* **Source passage**:
********************
Event summary combining transcript, slides, and related documents.

Logotype for Fox Factory Holding Corp

Q3 2024 earnings summary

17 Jan, 2026

Executive summary

  • Q3 2024 net sales reached $359.1M, up 8.5% year-over-year and 3.1% sequentially, driven by strong bike business growth and the Marucci acquisition, but offset by product mix shifts and industry headwinds.

  • Net income for Q3 2024 was $4.8M ($0.11 per diluted share), down 86.4% from $35.3M ($0.83 per share) last year, primarily due to increased operating expenses and interest costs.

  • Results landed at the lower end of guidance due to OEM partners reducing forecasts amid macroeconomic uncertainty and discretionary spending declines.

  • Strategic actions included cost reductions, plant closure, inventory optimization, and four key initiatives: footprint simplification, portfolio rationalization, inventory reduction, and cost control, targeting over $25M in annualized savings.
********************
Rows from a dataset
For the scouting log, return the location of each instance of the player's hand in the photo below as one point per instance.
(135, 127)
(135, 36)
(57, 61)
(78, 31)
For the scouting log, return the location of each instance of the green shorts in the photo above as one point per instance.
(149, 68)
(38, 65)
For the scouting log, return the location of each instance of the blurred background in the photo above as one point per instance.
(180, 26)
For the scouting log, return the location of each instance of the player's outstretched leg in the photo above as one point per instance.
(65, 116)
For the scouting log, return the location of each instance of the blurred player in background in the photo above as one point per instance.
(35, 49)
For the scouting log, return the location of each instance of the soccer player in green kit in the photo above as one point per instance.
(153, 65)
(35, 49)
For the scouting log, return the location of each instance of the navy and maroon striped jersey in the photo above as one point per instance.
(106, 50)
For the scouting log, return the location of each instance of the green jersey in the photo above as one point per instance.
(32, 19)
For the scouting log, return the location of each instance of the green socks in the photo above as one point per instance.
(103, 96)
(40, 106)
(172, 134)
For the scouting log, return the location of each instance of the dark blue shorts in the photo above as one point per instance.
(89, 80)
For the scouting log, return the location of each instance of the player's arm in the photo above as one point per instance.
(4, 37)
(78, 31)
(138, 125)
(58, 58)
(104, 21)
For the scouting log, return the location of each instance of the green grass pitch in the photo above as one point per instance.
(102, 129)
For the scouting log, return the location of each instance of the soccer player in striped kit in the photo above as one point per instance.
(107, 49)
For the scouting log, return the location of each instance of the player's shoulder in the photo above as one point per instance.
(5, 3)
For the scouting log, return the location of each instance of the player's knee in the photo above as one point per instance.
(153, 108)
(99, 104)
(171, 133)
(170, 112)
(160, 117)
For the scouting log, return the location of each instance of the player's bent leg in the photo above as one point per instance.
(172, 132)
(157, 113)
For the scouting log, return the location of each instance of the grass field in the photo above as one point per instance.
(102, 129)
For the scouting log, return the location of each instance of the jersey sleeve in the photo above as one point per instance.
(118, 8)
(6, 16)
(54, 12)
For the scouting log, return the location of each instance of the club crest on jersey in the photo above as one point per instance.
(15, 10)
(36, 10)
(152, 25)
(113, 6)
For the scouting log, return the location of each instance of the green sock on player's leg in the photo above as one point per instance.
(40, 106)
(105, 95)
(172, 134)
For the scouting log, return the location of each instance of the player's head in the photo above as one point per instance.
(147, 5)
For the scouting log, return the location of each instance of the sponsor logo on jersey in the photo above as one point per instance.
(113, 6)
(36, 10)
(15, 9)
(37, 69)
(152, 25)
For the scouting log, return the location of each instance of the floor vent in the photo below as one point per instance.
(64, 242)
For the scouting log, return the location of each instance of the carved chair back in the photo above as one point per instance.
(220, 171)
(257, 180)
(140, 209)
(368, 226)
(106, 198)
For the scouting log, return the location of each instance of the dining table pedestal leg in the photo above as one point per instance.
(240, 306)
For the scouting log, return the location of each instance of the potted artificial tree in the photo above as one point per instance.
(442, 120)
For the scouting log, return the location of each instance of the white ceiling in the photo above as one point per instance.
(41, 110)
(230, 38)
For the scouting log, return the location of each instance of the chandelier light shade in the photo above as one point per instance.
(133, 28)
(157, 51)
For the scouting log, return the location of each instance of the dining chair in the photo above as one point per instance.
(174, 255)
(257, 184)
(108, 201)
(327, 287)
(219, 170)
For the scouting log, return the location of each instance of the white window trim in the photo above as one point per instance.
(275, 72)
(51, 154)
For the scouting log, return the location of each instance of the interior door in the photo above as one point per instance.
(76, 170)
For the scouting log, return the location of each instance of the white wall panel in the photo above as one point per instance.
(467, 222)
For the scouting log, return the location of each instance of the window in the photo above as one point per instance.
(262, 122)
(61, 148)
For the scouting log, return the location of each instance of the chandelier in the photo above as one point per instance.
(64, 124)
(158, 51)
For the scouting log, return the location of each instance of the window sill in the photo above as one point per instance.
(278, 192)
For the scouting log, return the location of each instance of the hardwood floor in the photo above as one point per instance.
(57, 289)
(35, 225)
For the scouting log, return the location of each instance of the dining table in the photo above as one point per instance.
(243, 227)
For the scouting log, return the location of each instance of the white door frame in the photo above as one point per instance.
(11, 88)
********************
* **Requirement A**:
Using the earnings summary, say whether each statement agrees with it, answering yes or no and quoting the deciding words: (i) Q3 2024 net sales rose 8.5% year-over-year. (ii) Net income for Q3 2024 was higher than the year before. (iii) Results landed at the upper end of guidance.
* **Requirement B**:
According to the earnings summary, how much in annualized savings do the strategic initiatives target?
* **Requirement C**:
Please rewrite the paragraph of the earnings summary that begins "Strategic actions included" as a short list, keeping its main facts.

* **Exercise output A**:
(i) Yes: "up 8.5% year-over-year"
(ii) No: "down 86.4% from $35.3M ($0.83 per share) last year"
(iii) No: "Results landed at the lower end of guidance"

* **Exercise output B**:
Over $25M in annualized savings.

* **Exercise output C**:
Strategic actions:
- Cost reductions
- A plant closure
- Inventory optimization
- Four key initiatives: footprint simplification, portfolio rationalization, inventory reduction and cost control
- Target: over $25M in annualized savings